▽

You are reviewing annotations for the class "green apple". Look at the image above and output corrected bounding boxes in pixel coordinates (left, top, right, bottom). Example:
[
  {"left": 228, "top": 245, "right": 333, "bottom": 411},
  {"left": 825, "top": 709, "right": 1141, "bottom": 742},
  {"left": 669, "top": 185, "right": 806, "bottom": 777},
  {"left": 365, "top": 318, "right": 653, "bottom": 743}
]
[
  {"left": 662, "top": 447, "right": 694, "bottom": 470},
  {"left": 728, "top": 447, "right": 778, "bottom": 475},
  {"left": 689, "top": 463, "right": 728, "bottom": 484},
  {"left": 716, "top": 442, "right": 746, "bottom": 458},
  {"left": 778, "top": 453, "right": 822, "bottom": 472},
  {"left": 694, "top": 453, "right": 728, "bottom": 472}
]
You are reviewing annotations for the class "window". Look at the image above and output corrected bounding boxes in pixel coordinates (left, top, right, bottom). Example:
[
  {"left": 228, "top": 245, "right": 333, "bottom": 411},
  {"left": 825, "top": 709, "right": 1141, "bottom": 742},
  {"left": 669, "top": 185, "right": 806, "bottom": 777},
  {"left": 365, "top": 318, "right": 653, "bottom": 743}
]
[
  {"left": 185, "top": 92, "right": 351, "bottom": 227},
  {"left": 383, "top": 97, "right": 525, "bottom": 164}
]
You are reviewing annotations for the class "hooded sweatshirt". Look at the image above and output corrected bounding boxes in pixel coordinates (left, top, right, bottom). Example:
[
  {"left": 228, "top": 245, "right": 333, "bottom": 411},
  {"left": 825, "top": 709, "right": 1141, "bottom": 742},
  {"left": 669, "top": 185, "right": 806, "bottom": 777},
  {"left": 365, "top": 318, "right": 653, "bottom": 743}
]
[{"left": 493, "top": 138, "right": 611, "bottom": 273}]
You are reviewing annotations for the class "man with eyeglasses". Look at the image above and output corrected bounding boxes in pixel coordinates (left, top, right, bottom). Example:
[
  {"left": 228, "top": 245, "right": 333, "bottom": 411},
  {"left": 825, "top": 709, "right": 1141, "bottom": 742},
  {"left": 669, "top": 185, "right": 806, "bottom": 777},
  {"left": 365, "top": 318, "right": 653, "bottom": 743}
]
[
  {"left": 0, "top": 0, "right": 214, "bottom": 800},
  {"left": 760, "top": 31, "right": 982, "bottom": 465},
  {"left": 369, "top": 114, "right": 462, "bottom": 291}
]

△

What is being asked.
How many lines of the records above contain the string "hooded"? Case counts. Reply with the number alone.

Result of this task.
1